__BRIEF A__
In the excerpt on staining wood, what stain did Peter use once Lowe's had stopped selling Valspar Cabernet?

__EXCERPT PROVIDED__
☆ ☆ ☆ ☆ ☆

I recently did a crown molding project in an office reception area where they wanted the old banker look as I call it.  Really dark cherry everything.  This incidentally was the office of one of the clients that I used the lye solution for their home.  Anyway, with the only moldings available in time and within budget being white pine, I starting looking for a stain.

I selected the same exact stain that you did - Valspar Cabernet.  By the time I went to buy it two days later - Lowe's had quit selling it and none was to be found.  I went to Woodcraft and used their General Finishes Georgian Cherry Wiping stain.  It ended up with the dark red color.  It has a urethane in it so in so it does act like a toner to some degree - it doesn't soak in like a pigmented stain.  I used it because I wanted to minimize the blotchiness tendencies of the pine.  Plus being a wipe on stain you can get more control over color.  If you try this product remember to stir well so that the stain and the urethane mix well.

If you want to try the lye "trick"  please try on scrap and remember that it will age cherry to look like older cherry.  It will not age oak to look like cherry.

Good luck.

Peter
 
Al,

I'm just referring to layering your stain to increase the darkness.  One of the issues with regular stain is that you wipe off more than what stays on.  When you use dye's, etc. and spray your finish you are laying on thin layers and letting it dry on your material.  You can get a darker color this way.  It doesn't look the same as a gel or conventional but IMO you can get a more even, darker color with less blotchiness.

Chris...
 
peter halle said:
If you want to try the lye "trick"  please try on scrap and remember that it will age cherry to look like older cherry.  It will not age oak to look like cherry.

Good luck.

Peter

Ammonia will darken oak.
 
peter halle said:
Al,

I selected the same exact stain that you did - Valspar Cabernet.  By the time I went to buy it two days later - Lowe's had quit selling it and none was to be found.  I went to Woodcraft and used their General Finishes Georgian Cherry Wiping stain.  It ended up with the dark red color.  It has a urethane in it so in so it does act like a toner to some degree - it doesn't soak in like a pigmented stain.  I used it because I wanted to minimize the blotchiness tendencies of the pine.  Plus being a wipe on stain you can get more control over color.  If you try this product remember to stir well so that the stain and the urethane mix well.

Good luck.

Peter

Pete,

Your mention of the blotchiness tendencies of pine leads me to think that the blotchiness can be compared to the wild grain of red oak and so this Georgian Cherry Wiping Stain would minimize the boldness of the grain of red oak.  Do you agree?

☆ ☆ ☆ ☆ ☆

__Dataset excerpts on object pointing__

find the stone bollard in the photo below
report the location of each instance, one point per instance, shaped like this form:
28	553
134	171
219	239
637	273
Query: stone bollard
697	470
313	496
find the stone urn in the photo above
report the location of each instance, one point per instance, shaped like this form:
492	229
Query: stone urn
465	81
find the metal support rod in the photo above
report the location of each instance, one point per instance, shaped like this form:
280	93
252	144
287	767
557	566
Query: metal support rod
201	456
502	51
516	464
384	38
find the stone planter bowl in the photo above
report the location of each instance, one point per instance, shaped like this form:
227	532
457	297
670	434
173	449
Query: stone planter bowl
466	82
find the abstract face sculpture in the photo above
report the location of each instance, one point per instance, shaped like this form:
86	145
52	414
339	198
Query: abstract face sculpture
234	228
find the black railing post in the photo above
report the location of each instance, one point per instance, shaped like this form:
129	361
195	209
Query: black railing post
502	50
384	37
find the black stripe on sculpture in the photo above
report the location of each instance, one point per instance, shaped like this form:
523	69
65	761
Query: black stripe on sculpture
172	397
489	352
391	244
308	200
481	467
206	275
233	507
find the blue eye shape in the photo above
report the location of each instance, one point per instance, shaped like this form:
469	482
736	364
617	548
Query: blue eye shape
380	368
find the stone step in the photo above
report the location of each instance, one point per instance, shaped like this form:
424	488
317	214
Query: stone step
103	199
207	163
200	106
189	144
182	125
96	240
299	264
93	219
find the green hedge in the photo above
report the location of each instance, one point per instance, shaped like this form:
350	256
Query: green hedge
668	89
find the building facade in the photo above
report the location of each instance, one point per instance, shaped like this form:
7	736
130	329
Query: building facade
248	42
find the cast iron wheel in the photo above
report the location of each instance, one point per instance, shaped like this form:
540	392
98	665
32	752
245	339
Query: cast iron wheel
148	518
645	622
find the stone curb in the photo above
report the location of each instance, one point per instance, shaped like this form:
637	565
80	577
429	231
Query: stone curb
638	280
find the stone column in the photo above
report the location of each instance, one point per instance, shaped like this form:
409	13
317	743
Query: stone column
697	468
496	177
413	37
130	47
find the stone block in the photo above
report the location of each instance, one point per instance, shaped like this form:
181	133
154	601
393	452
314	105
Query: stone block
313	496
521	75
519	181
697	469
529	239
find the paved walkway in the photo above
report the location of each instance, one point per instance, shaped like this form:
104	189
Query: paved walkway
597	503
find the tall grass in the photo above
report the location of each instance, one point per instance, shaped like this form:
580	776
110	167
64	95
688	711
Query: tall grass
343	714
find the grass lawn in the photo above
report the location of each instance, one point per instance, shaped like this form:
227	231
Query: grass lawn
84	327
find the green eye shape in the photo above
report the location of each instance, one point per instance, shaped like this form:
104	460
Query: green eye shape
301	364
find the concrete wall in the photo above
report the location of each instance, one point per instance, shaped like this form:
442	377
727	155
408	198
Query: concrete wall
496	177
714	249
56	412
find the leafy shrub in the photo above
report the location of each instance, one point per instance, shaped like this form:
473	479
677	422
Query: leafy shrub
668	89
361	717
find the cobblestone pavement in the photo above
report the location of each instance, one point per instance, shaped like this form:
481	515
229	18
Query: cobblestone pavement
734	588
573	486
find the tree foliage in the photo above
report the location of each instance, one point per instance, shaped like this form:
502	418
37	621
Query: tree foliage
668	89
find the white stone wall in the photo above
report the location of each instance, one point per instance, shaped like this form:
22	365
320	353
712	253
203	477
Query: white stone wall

☆ ☆ ☆ ☆ ☆

__BRIEF B__
How many lines of the listing above contain the word "lawn"? Reply with the number only.

__REPLY A__
General Finishes Georgian Cherry Wiping stain from Woodcraft.

__REPLY B__
2